::: Excerpt provided :::
Extraordiary Rendition: convincing and terrifying, but ultimately disappointing


            Matthew Beard and Jim Broadbent

Matthew Beard and Jim Broadbent in Anand Tucker's film of Blake Morrison's memoir

Look here too

With little to link them other than their nationality, Jim Threapleton's Extraordinary Rendition and Anand Tucker's And When Did You Last See Your Father? stood out among Edinburgh's early British films, the former for the provocation of its subject matter, the latter for courage of a very different kind.

Extraordinary Rendition
Filmhouse
**

Threapleton shrugs off the label of being the former Mr Winslet to emerge as a promising writer/director with his debut movie about Zaafir (Omar Berdouni), a British Asian who is snatched off the street for reasons that are never revealed, flown to an unknown destination and tortured into signing a confession that he is an Islamic terrorist.

Ripping several pages out of Michael Winterbottom's book, Threapleton creates an edgy, docudrama-style thriller which makes Zaafir's experiences both convincing and terrifying. But the scenes of his post-release trauma, where he is alienated from his wife and drifts towards the extremism of which he was falsely accused, are much less effective, leaving the film disappointingly unresolved.
::: Data shown :::
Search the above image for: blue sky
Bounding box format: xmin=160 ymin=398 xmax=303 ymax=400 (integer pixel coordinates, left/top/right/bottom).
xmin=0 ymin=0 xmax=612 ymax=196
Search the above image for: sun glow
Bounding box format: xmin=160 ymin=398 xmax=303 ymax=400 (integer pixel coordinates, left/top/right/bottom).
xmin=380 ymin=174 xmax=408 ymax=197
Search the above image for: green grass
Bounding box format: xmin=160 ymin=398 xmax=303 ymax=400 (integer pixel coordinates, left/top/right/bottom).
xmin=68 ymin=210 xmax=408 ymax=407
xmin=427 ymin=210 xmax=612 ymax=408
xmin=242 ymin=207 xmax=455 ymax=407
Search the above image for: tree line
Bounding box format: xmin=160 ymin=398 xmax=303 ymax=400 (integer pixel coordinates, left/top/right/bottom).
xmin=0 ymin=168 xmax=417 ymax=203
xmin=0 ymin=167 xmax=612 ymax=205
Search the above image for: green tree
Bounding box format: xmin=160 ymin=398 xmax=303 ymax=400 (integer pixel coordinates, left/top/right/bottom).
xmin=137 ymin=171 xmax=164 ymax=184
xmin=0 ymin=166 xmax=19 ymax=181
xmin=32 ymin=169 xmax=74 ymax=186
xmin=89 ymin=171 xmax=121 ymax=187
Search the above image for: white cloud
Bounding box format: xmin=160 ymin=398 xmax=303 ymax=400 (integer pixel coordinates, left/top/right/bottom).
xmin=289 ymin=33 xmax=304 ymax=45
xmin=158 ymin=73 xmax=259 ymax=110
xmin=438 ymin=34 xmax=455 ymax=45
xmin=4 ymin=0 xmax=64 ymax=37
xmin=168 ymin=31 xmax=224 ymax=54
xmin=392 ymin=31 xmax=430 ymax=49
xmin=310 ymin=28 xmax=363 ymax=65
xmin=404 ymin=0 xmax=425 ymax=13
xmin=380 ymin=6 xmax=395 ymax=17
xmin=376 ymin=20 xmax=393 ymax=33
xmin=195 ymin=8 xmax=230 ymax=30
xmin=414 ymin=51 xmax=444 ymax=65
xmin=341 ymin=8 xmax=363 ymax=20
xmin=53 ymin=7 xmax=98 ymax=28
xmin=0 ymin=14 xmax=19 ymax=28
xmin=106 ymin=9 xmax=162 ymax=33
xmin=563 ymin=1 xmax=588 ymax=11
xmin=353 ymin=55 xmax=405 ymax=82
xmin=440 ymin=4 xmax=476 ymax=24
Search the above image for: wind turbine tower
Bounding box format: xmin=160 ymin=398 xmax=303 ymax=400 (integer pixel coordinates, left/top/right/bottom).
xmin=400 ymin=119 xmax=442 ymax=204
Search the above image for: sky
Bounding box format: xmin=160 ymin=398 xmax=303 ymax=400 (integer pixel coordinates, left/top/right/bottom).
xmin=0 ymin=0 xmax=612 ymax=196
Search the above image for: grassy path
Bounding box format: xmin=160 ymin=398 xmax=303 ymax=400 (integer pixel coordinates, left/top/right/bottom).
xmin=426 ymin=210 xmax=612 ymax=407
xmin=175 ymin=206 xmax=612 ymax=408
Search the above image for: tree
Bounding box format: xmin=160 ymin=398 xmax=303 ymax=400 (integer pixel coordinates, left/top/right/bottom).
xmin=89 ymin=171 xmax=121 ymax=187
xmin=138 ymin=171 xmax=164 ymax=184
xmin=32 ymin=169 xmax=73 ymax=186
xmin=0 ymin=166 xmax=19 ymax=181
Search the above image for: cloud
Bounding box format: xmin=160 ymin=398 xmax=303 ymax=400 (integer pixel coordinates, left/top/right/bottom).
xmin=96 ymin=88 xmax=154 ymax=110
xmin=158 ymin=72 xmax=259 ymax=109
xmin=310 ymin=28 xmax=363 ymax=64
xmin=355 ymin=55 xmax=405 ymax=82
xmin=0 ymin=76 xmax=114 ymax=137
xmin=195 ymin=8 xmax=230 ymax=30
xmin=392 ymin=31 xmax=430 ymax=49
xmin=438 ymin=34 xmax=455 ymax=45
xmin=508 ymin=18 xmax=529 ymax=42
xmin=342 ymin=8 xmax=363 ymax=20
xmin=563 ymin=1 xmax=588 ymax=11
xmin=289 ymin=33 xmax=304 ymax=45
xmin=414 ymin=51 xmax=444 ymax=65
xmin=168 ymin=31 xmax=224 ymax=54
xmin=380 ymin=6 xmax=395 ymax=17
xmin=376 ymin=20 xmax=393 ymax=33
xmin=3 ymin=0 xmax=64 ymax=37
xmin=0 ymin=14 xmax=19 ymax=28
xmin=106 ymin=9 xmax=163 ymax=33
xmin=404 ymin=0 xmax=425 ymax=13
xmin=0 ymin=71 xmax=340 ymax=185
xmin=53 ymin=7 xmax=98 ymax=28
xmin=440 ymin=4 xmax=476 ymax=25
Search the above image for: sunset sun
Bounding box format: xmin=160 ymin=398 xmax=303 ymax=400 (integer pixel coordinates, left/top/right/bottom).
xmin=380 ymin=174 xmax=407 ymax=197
:::
Reproduce the whole film review word for word. The lines above are separate material and have no connection to the review.

Extraordiary Rendition: convincing and terrifying, but ultimately disappointing


            Matthew Beard and Jim Broadbent

Matthew Beard and Jim Broadbent in Anand Tucker's film of Blake Morrison's memoir

Look here too

With little to link them other than their nationality, Jim Threapleton's Extraordinary Rendition and Anand Tucker's And When Did You Last See Your Father? stood out among Edinburgh's early British films, the former for the provocation of its subject matter, the latter for courage of a very different kind.

Extraordinary Rendition
Filmhouse
**

Threapleton shrugs off the label of being the former Mr Winslet to emerge as a promising writer/director with his debut movie about Zaafir (Omar Berdouni), a British Asian who is snatched off the street for reasons that are never revealed, flown to an unknown destination and tortured into signing a confession that he is an Islamic terrorist.

Ripping several pages out of Michael Winterbottom's book, Threapleton creates an edgy, docudrama-style thriller which makes Zaafir's experiences both convincing and terrifying. But the scenes of his post-release trauma, where he is alienated from his wife and drifts towards the extremism of which he was falsely accused, are much less effective, leaving the film disappointingly unresolved.